> [Exercise task]:
Locate and copy each line of the rows below that contains the string "xmin". Matching is case-sensitive.
● ● ● ● ●
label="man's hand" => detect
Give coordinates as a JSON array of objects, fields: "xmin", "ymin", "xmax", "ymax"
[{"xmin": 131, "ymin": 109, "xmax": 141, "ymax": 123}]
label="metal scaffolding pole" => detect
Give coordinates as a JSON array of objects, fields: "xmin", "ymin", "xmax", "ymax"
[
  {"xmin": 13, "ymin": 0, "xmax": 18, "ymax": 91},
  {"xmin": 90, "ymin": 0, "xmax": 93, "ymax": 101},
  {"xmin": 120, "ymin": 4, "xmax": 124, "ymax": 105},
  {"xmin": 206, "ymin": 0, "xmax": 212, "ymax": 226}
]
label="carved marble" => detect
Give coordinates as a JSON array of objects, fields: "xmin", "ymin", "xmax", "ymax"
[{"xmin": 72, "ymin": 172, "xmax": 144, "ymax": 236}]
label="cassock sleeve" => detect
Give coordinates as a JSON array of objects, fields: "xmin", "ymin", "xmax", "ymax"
● ● ● ● ●
> [Response to the exercise]:
Give coordinates as a JSON array of objects, fields: "xmin", "ymin", "xmax", "ymax"
[{"xmin": 131, "ymin": 109, "xmax": 141, "ymax": 123}]
Give coordinates as a JSON array of objects, fields: "xmin", "ymin", "xmax", "ymax"
  {"xmin": 13, "ymin": 0, "xmax": 18, "ymax": 91},
  {"xmin": 90, "ymin": 0, "xmax": 93, "ymax": 101},
  {"xmin": 120, "ymin": 4, "xmax": 124, "ymax": 105},
  {"xmin": 206, "ymin": 0, "xmax": 212, "ymax": 226}
Give coordinates as a JSON array of objects, fields: "xmin", "ymin", "xmax", "ymax"
[{"xmin": 72, "ymin": 172, "xmax": 144, "ymax": 236}]
Give coordinates as a JSON array of objects, fields: "xmin", "ymin", "xmax", "ymax"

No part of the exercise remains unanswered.